= Location identification items =
════════════════════

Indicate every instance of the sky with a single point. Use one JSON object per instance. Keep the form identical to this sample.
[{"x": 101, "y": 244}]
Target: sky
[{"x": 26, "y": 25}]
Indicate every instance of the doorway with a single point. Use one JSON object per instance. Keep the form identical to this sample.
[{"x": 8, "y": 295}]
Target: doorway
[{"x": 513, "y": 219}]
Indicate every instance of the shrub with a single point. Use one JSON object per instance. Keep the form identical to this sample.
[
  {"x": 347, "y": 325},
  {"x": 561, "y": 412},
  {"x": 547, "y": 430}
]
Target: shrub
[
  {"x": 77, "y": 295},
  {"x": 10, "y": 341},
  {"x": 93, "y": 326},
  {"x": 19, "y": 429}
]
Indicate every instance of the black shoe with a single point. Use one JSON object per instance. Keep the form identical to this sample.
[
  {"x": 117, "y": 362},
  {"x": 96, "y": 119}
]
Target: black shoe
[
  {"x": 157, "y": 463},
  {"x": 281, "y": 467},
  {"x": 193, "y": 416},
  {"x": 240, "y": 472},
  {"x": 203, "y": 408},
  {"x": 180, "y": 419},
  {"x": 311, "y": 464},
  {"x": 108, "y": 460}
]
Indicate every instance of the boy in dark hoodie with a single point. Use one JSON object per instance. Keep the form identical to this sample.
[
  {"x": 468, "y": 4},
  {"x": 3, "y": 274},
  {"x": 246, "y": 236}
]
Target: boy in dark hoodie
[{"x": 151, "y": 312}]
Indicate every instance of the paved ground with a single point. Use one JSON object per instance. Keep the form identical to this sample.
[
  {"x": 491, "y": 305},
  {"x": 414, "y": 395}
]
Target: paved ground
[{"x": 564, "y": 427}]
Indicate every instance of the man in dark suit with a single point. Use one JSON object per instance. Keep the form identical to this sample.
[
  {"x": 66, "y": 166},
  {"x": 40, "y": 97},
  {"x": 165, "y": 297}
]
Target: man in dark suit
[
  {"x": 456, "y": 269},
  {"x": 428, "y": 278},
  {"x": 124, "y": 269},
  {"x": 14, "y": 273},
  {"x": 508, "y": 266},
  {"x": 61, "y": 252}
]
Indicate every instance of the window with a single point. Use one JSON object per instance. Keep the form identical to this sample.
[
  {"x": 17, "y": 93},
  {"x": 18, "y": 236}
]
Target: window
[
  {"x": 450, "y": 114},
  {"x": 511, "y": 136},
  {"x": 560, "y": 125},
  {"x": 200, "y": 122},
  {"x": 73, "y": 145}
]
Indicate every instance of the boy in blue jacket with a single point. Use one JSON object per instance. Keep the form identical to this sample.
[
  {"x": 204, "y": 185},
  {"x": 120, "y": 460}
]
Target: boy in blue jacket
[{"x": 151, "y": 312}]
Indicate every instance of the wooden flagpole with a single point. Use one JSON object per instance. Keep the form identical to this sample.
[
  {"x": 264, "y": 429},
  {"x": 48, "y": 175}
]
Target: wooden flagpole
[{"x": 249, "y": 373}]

════════════════════

= Problem statement =
Quote exactly and only the lines from the one holding "Indicate every instance of the boy in dark" through the end of the data.

= Response to this task =
Indicate every instance of the boy in dark hoodie with a single point. Use one JSON object per instance. Keep the form identical to this sample.
[
  {"x": 468, "y": 4},
  {"x": 3, "y": 274},
  {"x": 246, "y": 236}
]
Target: boy in dark hoodie
[{"x": 151, "y": 312}]
Indicate every instance of the paved ground with a single point. Use one JSON object per instance. Keep the form identical to this sample.
[
  {"x": 491, "y": 305},
  {"x": 414, "y": 395}
]
Target: paved ground
[{"x": 564, "y": 427}]
Indicate every instance of the man in dark suit with a single point. Use one JSON object per instance. Keep the form identical to this sample.
[
  {"x": 66, "y": 166},
  {"x": 40, "y": 97},
  {"x": 165, "y": 297}
]
Target: man in dark suit
[
  {"x": 456, "y": 269},
  {"x": 428, "y": 278},
  {"x": 124, "y": 269},
  {"x": 14, "y": 273},
  {"x": 508, "y": 266},
  {"x": 61, "y": 252}
]
Indicate every instance of the window with a single point. Use one JSON object per instance. Keep the form identical to this sample.
[
  {"x": 17, "y": 93},
  {"x": 18, "y": 236}
]
Target: window
[
  {"x": 450, "y": 114},
  {"x": 511, "y": 136},
  {"x": 560, "y": 125},
  {"x": 200, "y": 122},
  {"x": 73, "y": 145}
]
Indicate every instance of the boy in blue jacket with a single point. Use one JSON object per instance. Keep the form identical to this sample.
[
  {"x": 204, "y": 185},
  {"x": 120, "y": 460}
]
Target: boy in blue jacket
[{"x": 151, "y": 312}]
Indicate every instance of the wooden flagpole with a single point. Use one JSON object per instance. Keep the form identical to this sample.
[
  {"x": 264, "y": 429},
  {"x": 48, "y": 175}
]
Target: wooden flagpole
[{"x": 249, "y": 373}]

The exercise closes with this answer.